* **CONSIGNE**
Rédigez la suite du texte consacré au dispositif de formation en mathématiques des PE accompagné par le RMC, en reprenant après sa dernière phrase.

Il donne aussi des orientations, en terme d’esprit de la formation et en terme d’organisation : il s’agit d’un accompagnement bienveillant, destiné en priorité à « développer les connaissances en mathématiques » de chaque PE. Il comporte une partie individuelle (plusieurs venues du RMC dans la classe), couplée à une partie collective consistant en un travail de groupe de six à huit PE dans lequel le RMC se positionne comme un pair, à raison de sept demi-journées dans l’année. L’important, c’est que chaque PE s’empare de cette nouvelle modalité de formation et s’y sente suffisamment en confiance pour « formuler des besoins mais aussi des difficultés personnelles relatives à certaines notions mathématiques ».
Un rapide calcul permet de voir que le RMC n’a pas le temps de s’ennuyer, et qu’il ne s’agit absolument pas d’un emploi fictif.
C’est réjouissant, c’est motivant, ça donne envie. Bref, on veut vraiment y croire, c’est presque « trop beau pour être vrai », en tout cas c’est ce que je me suis dit quand j’ai lu le vadémécum la première fois. Enfin du temps, enfin une possibilité d’adéquation (à créer certes) entre la formation rêvée et la formation réelle, enfin une place pour la formation entre pairs sur le temps long, enfin de la liberté dans les contenus, enfin une possibilité de créer de la formation « à la carte » pour coller au plus près des besoins des collègues.
Une modalité de formation vraiment différente
Malgré d’inévitables et importantes contraintes d’organisation, cette première année vécue aux côtés des collègues PE m’a permis d’arriver à une certitude : comme je l’espérais à la lecture du vadémécum, il s’agit d’un « bon » dispositif de formation, que dis-je, un « excellent » dispositif de formation. J’entends par là : efficace, adapté aux besoins et pas trop cher.

[Éléments enregistrés du jeu de données]

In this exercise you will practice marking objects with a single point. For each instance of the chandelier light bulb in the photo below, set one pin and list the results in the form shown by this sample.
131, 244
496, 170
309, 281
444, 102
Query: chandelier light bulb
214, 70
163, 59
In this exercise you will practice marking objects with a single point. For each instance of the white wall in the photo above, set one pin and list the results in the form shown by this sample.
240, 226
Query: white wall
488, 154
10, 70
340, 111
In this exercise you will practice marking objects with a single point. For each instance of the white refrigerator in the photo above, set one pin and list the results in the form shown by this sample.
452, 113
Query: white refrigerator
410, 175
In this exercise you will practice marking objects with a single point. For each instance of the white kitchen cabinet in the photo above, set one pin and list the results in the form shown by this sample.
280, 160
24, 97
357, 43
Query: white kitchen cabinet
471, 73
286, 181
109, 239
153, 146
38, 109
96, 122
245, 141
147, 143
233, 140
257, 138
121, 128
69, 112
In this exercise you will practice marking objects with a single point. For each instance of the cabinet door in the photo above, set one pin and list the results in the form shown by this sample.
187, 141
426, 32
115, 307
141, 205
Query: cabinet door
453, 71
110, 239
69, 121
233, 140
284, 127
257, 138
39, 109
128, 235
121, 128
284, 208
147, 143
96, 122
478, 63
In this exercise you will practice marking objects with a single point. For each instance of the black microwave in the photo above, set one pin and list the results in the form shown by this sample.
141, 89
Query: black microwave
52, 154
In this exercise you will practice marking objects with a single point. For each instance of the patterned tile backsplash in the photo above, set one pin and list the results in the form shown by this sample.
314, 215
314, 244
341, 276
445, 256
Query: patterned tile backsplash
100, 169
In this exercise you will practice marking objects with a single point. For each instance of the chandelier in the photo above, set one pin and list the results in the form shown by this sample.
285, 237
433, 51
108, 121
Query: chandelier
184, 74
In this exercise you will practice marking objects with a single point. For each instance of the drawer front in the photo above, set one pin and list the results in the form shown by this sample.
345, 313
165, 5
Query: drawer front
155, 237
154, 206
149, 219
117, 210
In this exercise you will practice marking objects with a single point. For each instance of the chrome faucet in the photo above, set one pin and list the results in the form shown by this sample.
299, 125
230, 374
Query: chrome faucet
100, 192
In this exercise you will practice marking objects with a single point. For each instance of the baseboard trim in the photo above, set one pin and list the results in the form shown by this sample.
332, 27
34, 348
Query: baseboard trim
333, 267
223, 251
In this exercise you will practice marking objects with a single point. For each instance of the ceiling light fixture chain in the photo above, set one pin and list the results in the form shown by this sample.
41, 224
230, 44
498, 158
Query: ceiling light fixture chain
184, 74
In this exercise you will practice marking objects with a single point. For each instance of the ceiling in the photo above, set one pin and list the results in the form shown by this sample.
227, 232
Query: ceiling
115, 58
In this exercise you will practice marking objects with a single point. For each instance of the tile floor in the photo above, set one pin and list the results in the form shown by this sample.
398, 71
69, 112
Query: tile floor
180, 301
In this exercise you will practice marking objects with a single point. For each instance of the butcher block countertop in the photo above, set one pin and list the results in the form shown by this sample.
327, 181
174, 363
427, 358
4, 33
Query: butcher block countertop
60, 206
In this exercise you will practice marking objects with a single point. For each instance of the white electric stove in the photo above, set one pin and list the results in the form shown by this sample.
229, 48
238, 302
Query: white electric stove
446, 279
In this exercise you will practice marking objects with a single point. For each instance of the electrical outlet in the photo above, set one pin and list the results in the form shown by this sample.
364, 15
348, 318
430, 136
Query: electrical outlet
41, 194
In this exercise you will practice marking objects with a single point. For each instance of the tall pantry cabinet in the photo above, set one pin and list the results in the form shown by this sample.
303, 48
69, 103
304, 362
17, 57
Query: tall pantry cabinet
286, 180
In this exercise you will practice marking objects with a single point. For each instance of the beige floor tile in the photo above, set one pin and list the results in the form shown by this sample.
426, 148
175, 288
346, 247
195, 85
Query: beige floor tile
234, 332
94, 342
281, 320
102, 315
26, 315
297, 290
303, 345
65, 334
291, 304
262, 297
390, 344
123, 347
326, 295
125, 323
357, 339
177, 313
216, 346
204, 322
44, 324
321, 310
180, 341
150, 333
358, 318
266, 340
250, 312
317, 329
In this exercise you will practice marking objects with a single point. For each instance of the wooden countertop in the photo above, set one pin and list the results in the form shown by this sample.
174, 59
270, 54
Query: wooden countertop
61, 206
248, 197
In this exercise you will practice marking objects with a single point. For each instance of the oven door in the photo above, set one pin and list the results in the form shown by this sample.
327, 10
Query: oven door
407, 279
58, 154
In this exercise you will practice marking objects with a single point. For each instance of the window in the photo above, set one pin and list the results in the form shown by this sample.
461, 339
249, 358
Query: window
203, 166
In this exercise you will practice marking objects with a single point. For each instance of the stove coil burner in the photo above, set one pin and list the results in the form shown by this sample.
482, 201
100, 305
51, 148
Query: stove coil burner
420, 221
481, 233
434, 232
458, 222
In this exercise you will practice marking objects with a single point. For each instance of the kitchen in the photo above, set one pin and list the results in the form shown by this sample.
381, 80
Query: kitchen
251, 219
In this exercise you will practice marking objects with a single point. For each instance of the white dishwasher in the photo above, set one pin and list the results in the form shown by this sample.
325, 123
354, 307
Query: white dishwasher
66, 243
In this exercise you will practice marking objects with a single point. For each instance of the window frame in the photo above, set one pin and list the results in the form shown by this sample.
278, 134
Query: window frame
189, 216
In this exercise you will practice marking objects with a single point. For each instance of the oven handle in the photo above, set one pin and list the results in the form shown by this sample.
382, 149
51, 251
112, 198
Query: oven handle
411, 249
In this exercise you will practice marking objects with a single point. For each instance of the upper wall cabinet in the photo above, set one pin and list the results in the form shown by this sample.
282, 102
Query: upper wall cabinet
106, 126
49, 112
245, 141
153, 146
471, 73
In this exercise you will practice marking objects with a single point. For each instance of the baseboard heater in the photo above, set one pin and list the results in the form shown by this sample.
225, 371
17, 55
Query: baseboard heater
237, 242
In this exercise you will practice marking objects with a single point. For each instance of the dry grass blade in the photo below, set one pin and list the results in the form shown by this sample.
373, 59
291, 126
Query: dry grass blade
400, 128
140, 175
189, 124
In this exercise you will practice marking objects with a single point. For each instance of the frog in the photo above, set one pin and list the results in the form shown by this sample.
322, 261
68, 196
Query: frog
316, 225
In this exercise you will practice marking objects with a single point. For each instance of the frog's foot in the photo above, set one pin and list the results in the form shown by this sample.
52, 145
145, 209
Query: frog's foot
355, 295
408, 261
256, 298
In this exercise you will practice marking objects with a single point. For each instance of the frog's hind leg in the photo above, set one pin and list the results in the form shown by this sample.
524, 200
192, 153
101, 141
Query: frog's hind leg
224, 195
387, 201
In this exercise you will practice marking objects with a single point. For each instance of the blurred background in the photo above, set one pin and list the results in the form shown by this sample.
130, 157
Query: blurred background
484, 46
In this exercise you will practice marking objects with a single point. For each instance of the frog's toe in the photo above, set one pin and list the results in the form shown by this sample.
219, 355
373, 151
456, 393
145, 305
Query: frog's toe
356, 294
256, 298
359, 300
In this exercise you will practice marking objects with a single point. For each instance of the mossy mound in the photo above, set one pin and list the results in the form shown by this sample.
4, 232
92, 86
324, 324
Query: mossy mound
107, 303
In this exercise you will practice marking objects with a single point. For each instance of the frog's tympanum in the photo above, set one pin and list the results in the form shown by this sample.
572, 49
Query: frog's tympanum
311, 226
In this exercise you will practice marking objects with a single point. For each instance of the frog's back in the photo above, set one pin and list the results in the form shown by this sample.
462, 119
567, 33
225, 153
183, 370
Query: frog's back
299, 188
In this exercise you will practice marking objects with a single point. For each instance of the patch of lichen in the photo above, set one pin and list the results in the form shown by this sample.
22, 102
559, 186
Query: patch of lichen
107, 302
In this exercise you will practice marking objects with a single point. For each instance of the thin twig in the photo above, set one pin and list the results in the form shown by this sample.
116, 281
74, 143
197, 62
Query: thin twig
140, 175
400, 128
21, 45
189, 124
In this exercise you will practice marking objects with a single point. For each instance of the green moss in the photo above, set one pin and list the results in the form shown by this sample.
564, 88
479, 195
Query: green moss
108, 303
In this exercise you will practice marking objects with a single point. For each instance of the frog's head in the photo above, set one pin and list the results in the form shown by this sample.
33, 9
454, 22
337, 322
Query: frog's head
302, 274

* **RÉPONSE ATTENDUE**
Cela tient à cette double modalité d’accompagnement individuel et collectif, et aussi, et c’est à souligner, au fait qu’il ne s’agit que d’accompagnement : le RMC se met au service des collègues pour une durée fixée à l’avance. Le temps long permet à la confiance de s’installer, au rôle d’« ami critique » de prendre toute sa dimension ; les contenus se construisent ensemble, les modalités de l’accompagnement aussi. À aucun moment, ni pendant, ni après, il n’y a de sa part une évaluation des collègues suivis qui est transmise à l’institution.
Mais peut-être suis-je un peu naïve, ou angélique : il paraît probable que les IEN1 auront des attentes croissantes en ce qui concerne les séances de mathématiques dispensées en école élémentaire. Leurs observations serviront probablement d’évaluation du dispositif en lui-même et de sa pertinence sur le long terme.
Ma vie de RMC : un maître-mot, souplesse !
C’est sûrement le moment de vous raconter ce en quoi consiste mon quotidien de RMC, entre les trajets en voiture aux quatre coins de mon département d’Indre-et-Loire et les sandwiches avalés à la va-vite vers 15 h (pas eu le temps de déjeuner avant).
Pour l’instant, nous sommes deux RMC sur le département, toutes les deux référentes mathématique à mi-temps, et cette quotité nous paraît tout à fait pertinente. Un temps plein serait trop lourd et routinier (un enchaînement ininterrompu de visites, à raison de deux par demi-journées, et sans pause, car les entretiens se déroulent sur les temps de midi et après la classe), et nous cantonnerait à cette seule mission, alors qu’il est important à notre sens de garder un pied en classe ou sur d’autres terrains de l’Éducation nationale.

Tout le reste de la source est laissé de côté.